Heart Ablation Procedures
The rhythm problems of the heart are often caused by abnormal electrical activity inside the heart. During an ablation procedure the spots that generate the abnormal electrical activity can be inactivated. This is done by either by heating the tissue with radiofrequency ablation or cooling it excessively using cryoablation. This procedure is performed with catheters placed through the groin. A typical procedure lasts 2-3 hours and is done under general anesthesia. The patient is a usually discharged within 24 hours. Recovery from the procedure is quick and oftentimes people are able to resume their normal routine within 2-3 days.
More About Cryoablation
If you have atrial fibrillation, we can perform cryoablation to restore normal heart rhythm by disabling heart cells that create an irregular heartbeat. During this minimally invasive procedure, a thin flexible tube called a balloon catheter is used to locate and freeze the heart tissue that triggers an irregular heartbeat.
We have found that using cold, rather than heat, to disable damaged tissue reduces the chances of impacting healthy heart tissue and surrounding structures. Recent studies have found cryoablation to be significantly more effective than medication, and patients generally experience less pain than with radiofrequency ablation.
How is Cryoablation Performed?
A balloon catheter is inserted into a blood vessel, which threads though the blood vessel until it reaches the heart. This tube is attached to an inflatable balloon. Once the balloon is in proper position an extremely cold gas flows through the catheter to cool and destroy this small amount of tissue and restore a healthy heart rhythm.

- - -

=== ASSIGNED TASK 1 ===
Retype the part of the heart ablation text starting with "We have found" and going on through "is Cryoablation Performed?".
=== ASSIGNED TASK 2 ===
Write what comes next in the heart ablation text, picking up after its final sentence.

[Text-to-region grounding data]
- - -

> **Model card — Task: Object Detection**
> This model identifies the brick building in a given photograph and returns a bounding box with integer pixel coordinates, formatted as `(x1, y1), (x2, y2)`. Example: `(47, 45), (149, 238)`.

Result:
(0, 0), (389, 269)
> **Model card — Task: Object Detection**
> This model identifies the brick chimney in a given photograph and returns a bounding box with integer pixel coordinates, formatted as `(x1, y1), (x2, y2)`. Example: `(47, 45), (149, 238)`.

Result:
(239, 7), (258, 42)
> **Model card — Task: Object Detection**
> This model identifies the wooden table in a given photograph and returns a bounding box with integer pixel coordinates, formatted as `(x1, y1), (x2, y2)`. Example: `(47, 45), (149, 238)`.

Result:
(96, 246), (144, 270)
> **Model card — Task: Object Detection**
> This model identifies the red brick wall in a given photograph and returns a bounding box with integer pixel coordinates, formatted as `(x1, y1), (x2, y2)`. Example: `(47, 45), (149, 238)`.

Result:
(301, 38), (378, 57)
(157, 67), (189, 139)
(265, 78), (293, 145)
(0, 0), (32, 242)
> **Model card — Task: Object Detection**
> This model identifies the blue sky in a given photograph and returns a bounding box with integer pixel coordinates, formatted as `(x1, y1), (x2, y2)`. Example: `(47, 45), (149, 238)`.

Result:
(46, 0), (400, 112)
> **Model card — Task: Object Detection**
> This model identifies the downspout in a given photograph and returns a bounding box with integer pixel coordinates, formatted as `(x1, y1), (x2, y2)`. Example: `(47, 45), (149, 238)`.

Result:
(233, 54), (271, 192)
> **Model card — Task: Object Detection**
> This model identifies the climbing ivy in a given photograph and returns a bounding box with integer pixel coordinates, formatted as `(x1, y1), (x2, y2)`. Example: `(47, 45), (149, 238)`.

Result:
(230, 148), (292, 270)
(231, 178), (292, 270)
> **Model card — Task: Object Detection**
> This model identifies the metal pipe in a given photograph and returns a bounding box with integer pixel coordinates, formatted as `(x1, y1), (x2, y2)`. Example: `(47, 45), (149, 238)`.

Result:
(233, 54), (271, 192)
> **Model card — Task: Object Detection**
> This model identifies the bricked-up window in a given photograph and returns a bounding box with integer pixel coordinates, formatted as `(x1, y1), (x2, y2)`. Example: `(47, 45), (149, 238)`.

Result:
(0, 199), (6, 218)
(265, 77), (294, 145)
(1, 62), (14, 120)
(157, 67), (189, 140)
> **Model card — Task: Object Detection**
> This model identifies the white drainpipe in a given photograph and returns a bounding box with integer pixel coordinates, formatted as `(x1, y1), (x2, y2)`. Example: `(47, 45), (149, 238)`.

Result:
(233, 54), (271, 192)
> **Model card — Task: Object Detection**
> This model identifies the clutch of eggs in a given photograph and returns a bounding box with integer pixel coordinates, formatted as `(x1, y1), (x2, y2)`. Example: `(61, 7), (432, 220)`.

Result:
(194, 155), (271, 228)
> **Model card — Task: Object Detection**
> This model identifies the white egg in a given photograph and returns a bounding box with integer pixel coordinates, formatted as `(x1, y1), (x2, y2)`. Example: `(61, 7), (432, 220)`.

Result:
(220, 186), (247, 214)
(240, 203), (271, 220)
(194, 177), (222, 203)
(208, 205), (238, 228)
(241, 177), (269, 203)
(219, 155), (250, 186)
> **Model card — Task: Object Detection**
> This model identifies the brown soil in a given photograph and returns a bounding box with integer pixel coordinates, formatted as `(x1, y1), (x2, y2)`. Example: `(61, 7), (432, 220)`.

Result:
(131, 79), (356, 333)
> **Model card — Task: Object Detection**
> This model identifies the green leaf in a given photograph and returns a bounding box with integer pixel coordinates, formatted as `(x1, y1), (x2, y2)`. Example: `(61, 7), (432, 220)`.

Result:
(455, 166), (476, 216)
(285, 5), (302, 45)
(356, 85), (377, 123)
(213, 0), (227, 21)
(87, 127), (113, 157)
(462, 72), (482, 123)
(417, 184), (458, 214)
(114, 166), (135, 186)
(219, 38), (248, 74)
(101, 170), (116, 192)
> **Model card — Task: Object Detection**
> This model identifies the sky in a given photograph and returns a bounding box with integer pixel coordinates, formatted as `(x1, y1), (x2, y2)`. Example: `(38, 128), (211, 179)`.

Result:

- - -

=== EXERCISE RESULT 1 ===
We have found that using cold, rather than heat, to disable damaged tissue reduces the chances of impacting healthy heart tissue and surrounding structures. Recent studies have found cryoablation to be significantly more effective than medication, and patients generally experience less pain than with radiofrequency ablation.
How is Cryoablation Performed?

=== EXERCISE RESULT 2 ===
What Is the Difference Between Heat-Based Ablation and Cryoablation?
These procedures produce similar results by either heating or cooling small amounts of tissue in the heart. Based on your specific circumstances we could recommend one of these procedures.
How Safe and Successful Is Cryoablation for Atrial Fibrillation?
The success rate of the procedure is generally very good, and depends on many factors, such as the duration of the condition, the presence of valve disease or coronary artery disease, the type of atrial fibrillation (paroxysmal or persistent) and the size of the atria.
However, like any other medical procedure, rare complications can occur. These complications include perforation of the heart, stroke, heart attack, narrowing of the pulmonary veins and bleeding at the entry site in the leg. We will discuss all of these topics with you during your pre-procedure office visit.